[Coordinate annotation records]
--- start ---

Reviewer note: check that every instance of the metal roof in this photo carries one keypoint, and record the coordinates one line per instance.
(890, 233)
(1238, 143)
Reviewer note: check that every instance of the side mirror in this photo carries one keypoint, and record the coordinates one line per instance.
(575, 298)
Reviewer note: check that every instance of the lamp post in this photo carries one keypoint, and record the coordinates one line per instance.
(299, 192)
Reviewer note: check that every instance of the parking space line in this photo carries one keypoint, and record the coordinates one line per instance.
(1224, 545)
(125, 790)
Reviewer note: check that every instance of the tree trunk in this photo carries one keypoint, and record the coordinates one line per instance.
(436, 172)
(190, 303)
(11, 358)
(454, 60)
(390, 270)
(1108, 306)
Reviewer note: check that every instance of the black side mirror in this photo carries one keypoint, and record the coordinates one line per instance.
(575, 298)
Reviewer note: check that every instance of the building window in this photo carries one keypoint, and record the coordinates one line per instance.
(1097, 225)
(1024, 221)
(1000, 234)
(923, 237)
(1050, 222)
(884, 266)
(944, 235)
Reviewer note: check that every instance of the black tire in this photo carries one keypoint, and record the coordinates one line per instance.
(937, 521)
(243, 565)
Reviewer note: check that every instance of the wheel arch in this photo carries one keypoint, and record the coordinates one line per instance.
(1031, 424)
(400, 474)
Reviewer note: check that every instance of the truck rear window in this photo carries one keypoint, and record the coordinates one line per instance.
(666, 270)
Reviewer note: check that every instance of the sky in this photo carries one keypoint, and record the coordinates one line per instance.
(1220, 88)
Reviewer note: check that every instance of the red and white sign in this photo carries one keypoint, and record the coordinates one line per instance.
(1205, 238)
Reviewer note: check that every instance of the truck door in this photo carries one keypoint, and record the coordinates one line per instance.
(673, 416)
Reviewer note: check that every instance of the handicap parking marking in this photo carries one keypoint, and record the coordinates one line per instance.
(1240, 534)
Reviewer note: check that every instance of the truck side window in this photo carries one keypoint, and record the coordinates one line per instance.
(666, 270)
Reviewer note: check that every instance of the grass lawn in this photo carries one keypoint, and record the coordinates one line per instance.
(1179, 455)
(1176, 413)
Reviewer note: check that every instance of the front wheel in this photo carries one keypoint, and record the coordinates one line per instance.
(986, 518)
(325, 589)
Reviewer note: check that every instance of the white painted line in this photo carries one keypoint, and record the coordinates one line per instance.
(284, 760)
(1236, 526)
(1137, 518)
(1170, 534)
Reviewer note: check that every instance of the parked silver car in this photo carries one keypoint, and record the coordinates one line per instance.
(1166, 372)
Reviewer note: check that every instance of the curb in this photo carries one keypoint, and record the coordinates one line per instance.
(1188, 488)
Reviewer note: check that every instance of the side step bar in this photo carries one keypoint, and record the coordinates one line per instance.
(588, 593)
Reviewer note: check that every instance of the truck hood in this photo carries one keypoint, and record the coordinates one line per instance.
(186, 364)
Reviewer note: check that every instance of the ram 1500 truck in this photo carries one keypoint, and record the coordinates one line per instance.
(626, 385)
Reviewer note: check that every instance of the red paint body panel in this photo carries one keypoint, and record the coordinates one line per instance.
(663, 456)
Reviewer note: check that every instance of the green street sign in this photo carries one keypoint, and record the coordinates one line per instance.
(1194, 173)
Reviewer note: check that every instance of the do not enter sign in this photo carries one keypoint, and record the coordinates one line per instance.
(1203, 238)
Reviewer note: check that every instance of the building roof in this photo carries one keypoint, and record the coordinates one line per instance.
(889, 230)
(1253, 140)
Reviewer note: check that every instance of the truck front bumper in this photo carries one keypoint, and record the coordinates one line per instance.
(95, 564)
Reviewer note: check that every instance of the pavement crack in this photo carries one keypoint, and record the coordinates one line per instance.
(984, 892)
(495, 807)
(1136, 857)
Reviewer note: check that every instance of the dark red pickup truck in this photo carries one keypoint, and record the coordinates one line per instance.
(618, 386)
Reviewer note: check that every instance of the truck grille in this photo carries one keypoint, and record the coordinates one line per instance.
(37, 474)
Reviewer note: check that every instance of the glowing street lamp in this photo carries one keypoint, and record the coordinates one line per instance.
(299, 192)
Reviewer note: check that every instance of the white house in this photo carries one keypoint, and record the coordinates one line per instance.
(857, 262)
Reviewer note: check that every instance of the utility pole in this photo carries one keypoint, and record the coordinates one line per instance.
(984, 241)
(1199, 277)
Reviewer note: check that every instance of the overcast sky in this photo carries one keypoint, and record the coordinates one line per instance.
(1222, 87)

--- end ---

#### What you have to do:
Find the line containing "Reviewer note: check that every instance of the building roof", then output it and every line after it to the end of the data, exactly.

#### Completed task:
Reviewer note: check that every instance of the building roof in this photo carries one keypoint, and record the coordinates one line per instance.
(889, 230)
(1253, 140)
Reviewer note: check that every instance of the truck front bumper in this photo carries one keypoint, and record the coordinates one line per instance.
(95, 564)
Reviewer note: check that every instance of the pavement crack in this photo carries one keypoint, and record the coordinates one line per instance.
(984, 892)
(495, 807)
(1136, 857)
Reviewer note: check that every instance of the dark red pickup truck in this photo carries one keypoint, and record the coordinates one line per instance.
(618, 386)
Reviewer note: check that every instance of the truck grille in this photo carries one keypoint, and record the coordinates one line per instance.
(37, 474)
Reviewer note: check that every instance of the glowing street lamp in this photo carries one keypoint, and record the coordinates one line per instance.
(299, 192)
Reviewer note: check that every instance of the white house in this photo carries one keypoint, and record the coordinates one line per instance.
(857, 262)
Reviewer note: check that every instance of the utility pole in this photo carries one keypoint, and record the coordinates one line per instance.
(984, 241)
(1199, 277)
Reviewer note: check that every instance of the overcast sky in this photo carries one keypoint, and record the coordinates one line per instance.
(1222, 87)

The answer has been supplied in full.